**ASSIGNMENT**:
Only one stretch of the data below is wanted: the lines from the one with "Task: mark the gold patterned" through the one with "Target: dark brown hair", repeated exactly.

**MATERIAL PROVIDED**:
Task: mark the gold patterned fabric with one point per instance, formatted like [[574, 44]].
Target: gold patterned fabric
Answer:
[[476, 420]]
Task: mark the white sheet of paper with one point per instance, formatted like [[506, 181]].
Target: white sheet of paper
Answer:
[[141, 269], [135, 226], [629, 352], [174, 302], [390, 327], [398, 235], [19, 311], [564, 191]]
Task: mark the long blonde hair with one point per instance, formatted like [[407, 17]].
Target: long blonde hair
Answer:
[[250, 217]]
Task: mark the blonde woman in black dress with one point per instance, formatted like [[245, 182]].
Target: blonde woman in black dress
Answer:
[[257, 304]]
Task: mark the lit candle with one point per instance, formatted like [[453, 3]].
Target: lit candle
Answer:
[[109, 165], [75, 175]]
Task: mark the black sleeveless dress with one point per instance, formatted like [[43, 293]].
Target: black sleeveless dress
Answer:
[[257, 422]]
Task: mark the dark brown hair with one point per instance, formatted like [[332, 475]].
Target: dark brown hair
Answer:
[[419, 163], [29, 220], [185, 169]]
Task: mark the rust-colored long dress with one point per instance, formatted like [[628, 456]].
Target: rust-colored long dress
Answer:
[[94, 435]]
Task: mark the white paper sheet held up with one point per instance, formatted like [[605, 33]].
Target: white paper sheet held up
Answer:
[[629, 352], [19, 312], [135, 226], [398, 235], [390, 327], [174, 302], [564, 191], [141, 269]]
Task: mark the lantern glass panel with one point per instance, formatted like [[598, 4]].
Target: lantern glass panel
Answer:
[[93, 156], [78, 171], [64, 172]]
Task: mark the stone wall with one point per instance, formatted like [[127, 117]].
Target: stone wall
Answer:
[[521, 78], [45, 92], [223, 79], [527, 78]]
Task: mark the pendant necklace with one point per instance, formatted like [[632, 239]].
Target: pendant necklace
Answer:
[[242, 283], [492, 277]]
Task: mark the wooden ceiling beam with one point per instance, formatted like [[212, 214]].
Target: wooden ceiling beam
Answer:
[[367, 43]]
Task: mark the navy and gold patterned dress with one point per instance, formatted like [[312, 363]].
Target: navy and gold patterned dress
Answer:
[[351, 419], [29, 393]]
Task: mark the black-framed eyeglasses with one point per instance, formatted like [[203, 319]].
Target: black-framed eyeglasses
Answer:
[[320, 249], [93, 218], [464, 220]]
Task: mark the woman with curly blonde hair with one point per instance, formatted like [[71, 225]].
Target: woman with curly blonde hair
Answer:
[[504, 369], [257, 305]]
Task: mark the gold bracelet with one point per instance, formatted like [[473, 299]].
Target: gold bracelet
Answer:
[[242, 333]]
--
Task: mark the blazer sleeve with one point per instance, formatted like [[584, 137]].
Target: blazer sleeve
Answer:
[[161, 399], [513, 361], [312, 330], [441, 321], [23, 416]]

**EXERCISE RESPONSE**:
Task: mark the gold patterned fabric with one point per instance, formatted like [[574, 44]].
Target: gold patterned fabric
Answer:
[[476, 420]]
Task: mark the white sheet of paper with one point per instance, formatted like [[506, 181]].
Target: white sheet of paper
Answer:
[[141, 269], [135, 226], [629, 352], [174, 302], [390, 327], [398, 235], [19, 311], [564, 191]]
Task: mark the long blonde hair with one point per instance, formatted like [[407, 17]].
Target: long blonde hair
Answer:
[[250, 217]]
Task: mark the blonde woman in black dress with one point per instance, formatted like [[245, 182]].
Target: blonde woman in black dress
Answer:
[[257, 304]]
Task: mark the lit candle with one point per instance, formatted like [[453, 3]].
Target: lit candle
Answer:
[[109, 165], [75, 175]]
Task: mark the black sleeveless dress with one point per instance, formatted like [[43, 293]].
Target: black sleeveless dress
Answer:
[[257, 422]]
Task: mark the dark brown hair with one point per instance, formatted like [[332, 475]].
Target: dark brown hair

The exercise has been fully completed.